▶ Exercise details:
Reproduce exactly the entries from the "# Provide the mask of every instance of the forehead." line to the end. Skip all pictures.

▶ Provided entries:
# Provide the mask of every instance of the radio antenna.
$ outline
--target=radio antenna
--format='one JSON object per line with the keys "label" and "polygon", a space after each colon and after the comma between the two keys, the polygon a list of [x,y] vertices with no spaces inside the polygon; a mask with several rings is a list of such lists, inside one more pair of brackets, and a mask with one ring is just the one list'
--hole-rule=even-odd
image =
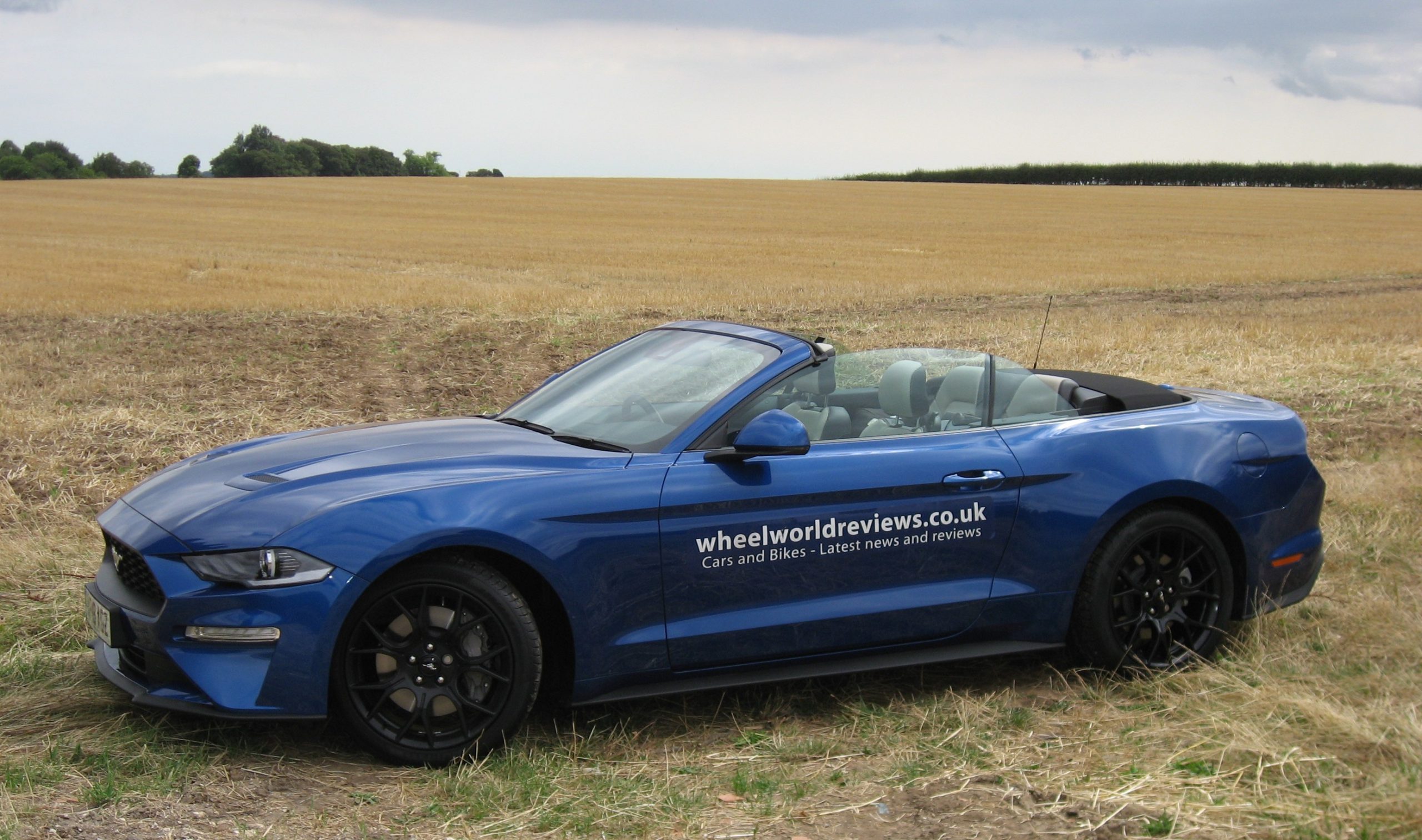
{"label": "radio antenna", "polygon": [[1047,314],[1042,316],[1042,334],[1037,337],[1037,355],[1032,357],[1032,370],[1037,370],[1037,362],[1042,358],[1042,340],[1047,338],[1047,318],[1052,317],[1052,298],[1055,294],[1047,296]]}

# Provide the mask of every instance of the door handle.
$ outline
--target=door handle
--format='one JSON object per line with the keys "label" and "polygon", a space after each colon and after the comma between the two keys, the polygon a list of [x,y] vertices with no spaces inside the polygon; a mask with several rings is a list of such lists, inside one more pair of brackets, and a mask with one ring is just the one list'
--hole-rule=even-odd
{"label": "door handle", "polygon": [[958,492],[991,490],[1001,485],[1005,478],[1000,469],[966,469],[943,476],[943,483]]}

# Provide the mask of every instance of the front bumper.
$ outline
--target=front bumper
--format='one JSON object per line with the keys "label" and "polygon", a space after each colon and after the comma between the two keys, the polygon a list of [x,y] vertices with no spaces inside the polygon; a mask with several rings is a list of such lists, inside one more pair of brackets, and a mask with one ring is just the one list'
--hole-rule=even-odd
{"label": "front bumper", "polygon": [[[87,590],[114,614],[115,632],[112,647],[98,638],[90,647],[109,682],[141,705],[218,718],[326,715],[331,650],[363,580],[336,569],[320,583],[272,590],[212,584],[179,559],[186,546],[128,505],[115,503],[100,524],[111,549]],[[195,641],[183,637],[189,625],[280,627],[282,638]]]}

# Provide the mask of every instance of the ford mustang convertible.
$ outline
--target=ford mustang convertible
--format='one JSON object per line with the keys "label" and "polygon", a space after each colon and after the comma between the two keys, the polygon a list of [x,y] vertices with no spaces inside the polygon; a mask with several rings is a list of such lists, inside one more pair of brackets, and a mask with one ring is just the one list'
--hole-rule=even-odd
{"label": "ford mustang convertible", "polygon": [[540,691],[1169,669],[1313,588],[1304,443],[1254,397],[681,321],[498,415],[181,461],[100,516],[85,613],[139,704],[334,714],[404,763],[502,743]]}

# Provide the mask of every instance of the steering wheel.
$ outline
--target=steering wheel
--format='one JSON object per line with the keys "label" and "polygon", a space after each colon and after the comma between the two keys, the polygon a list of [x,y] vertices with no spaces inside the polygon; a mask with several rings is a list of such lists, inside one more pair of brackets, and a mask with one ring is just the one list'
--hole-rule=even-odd
{"label": "steering wheel", "polygon": [[630,421],[631,419],[631,409],[633,408],[640,408],[644,415],[657,418],[658,424],[665,424],[667,422],[667,421],[661,419],[661,414],[657,412],[657,406],[653,405],[651,402],[647,402],[647,398],[643,397],[641,394],[633,394],[627,399],[623,399],[623,419],[624,421]]}

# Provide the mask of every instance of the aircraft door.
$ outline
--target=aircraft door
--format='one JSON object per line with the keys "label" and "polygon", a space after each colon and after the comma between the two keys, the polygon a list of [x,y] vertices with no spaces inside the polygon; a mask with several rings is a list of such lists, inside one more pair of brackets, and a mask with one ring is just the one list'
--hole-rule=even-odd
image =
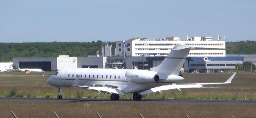
{"label": "aircraft door", "polygon": [[61,74],[60,75],[60,83],[61,84],[63,85],[66,85],[66,74],[67,73],[67,70],[64,70],[61,72]]}

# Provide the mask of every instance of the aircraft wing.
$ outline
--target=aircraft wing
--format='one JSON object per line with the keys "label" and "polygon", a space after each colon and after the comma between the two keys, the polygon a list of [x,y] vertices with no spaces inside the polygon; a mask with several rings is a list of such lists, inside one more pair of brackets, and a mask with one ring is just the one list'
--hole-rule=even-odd
{"label": "aircraft wing", "polygon": [[[79,88],[84,89],[87,89],[90,90],[94,90],[99,92],[108,92],[111,94],[112,93],[118,94],[122,95],[124,95],[124,93],[122,91],[116,88],[117,87],[114,86],[111,86],[110,85],[106,85],[100,87],[88,87],[87,86],[80,86],[78,85],[79,81],[80,76],[76,79],[72,85],[72,87]],[[110,87],[116,87],[110,88]]]}
{"label": "aircraft wing", "polygon": [[161,90],[171,90],[174,89],[178,89],[180,90],[180,88],[204,88],[203,85],[216,85],[220,84],[230,84],[234,79],[236,73],[235,73],[224,83],[190,83],[190,84],[173,84],[167,85],[164,85],[158,87],[151,88],[150,89],[140,92],[140,94],[142,95],[148,93],[154,92],[161,92]]}

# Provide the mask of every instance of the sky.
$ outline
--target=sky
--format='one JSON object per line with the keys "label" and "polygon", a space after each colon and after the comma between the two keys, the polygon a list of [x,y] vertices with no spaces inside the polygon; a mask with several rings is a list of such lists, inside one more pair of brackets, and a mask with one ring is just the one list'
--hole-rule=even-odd
{"label": "sky", "polygon": [[256,41],[256,0],[1,0],[0,42]]}

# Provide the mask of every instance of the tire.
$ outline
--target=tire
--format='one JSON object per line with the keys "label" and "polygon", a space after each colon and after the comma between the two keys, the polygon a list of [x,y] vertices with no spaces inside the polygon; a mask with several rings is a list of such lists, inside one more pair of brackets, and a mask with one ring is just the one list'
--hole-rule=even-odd
{"label": "tire", "polygon": [[110,99],[111,100],[115,100],[115,96],[114,94],[112,94],[110,95]]}
{"label": "tire", "polygon": [[116,100],[119,100],[119,98],[120,98],[120,96],[119,96],[119,95],[118,94],[115,94],[115,96],[116,97],[116,99],[115,99]]}
{"label": "tire", "polygon": [[112,94],[110,95],[110,99],[111,100],[119,100],[120,96],[118,94]]}
{"label": "tire", "polygon": [[60,95],[58,95],[57,96],[57,99],[58,99],[58,100],[61,99],[61,97],[60,97]]}
{"label": "tire", "polygon": [[141,100],[142,96],[141,95],[138,95],[137,93],[134,93],[132,98],[134,100]]}

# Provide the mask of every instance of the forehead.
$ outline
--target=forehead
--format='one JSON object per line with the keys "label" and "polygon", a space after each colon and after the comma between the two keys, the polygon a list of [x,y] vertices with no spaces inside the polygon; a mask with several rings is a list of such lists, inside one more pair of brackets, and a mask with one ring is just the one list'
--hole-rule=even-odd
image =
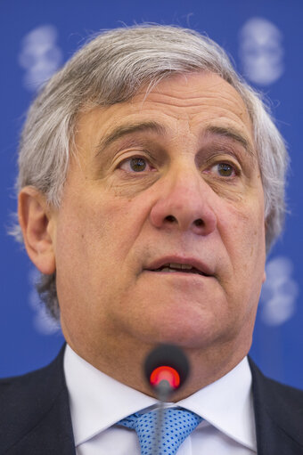
{"label": "forehead", "polygon": [[[230,84],[209,72],[174,75],[152,90],[142,87],[127,102],[94,108],[79,115],[77,130],[86,136],[86,143],[91,137],[93,146],[94,140],[109,137],[111,132],[140,133],[143,129],[132,130],[132,126],[146,122],[158,124],[172,137],[197,136],[211,128],[230,129],[253,146],[252,124],[243,100]],[[157,128],[152,132],[157,133]],[[76,142],[81,142],[78,139]]]}

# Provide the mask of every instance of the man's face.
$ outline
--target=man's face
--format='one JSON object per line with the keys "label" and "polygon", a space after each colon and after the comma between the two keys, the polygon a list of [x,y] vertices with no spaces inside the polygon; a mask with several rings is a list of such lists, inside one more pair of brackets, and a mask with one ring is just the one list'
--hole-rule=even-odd
{"label": "man's face", "polygon": [[76,146],[53,237],[70,345],[108,356],[134,340],[247,351],[264,195],[237,92],[214,74],[172,77],[80,115]]}

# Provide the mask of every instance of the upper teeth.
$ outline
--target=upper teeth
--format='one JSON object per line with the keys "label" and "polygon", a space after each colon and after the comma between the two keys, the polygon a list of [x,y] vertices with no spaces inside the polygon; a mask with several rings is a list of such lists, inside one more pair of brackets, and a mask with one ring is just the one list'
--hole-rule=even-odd
{"label": "upper teeth", "polygon": [[166,267],[170,267],[171,269],[192,269],[192,266],[189,264],[176,264],[176,263],[171,263],[165,264]]}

▶ Right answer:
# Provide the mask of every instance of the forehead.
$ outline
--target=forehead
--format='one JSON object per line with the keys "label" and "polygon", a space after each colon and after the comma between the two keys, the polygon a list of [x,y] vertices with no spaces inside the polygon; a mask with several rings is a list of such lists, inside one more pair of brackets, and a mask with one ring is just the one list'
--hole-rule=even-odd
image =
{"label": "forehead", "polygon": [[[230,84],[209,72],[174,75],[152,90],[142,87],[127,102],[94,108],[79,115],[77,130],[86,136],[86,143],[91,137],[93,146],[94,140],[109,137],[111,132],[140,133],[143,129],[132,130],[132,126],[146,122],[158,124],[172,137],[197,136],[211,128],[230,129],[253,146],[252,124],[243,100]],[[157,128],[152,132],[157,133]],[[76,142],[81,142],[78,139]]]}

# Provide the mask of every instance of the man's face.
$ outline
--target=man's face
--format='one JSON object per line with the keys "label" and "polygon", a space after each colon and after the comma between the two keys, the polygon a list of [x,y] vertices with no spaces inside the polygon; a mask with several rings is a list of such lists, inside one more pair of brackets, and a mask with one ring is just the one list'
--hole-rule=even-odd
{"label": "man's face", "polygon": [[76,146],[53,237],[70,345],[108,356],[134,340],[247,351],[264,195],[237,92],[214,74],[172,77],[80,115]]}

# Provide the mask of every instance of the upper teeth.
$ outline
--target=upper teeth
--format='one JSON object per line with the keys "label" and "polygon", a space after each colon and after the comma between the two keys, the polygon a list of [x,y] vertices with no spaces inside the polygon; a mask with several rings is a list of such lists, inside one more pair of brackets, and a mask with one ring is just the one list'
--hole-rule=even-odd
{"label": "upper teeth", "polygon": [[166,267],[170,267],[171,269],[192,269],[192,266],[189,264],[176,264],[176,263],[171,263],[165,264]]}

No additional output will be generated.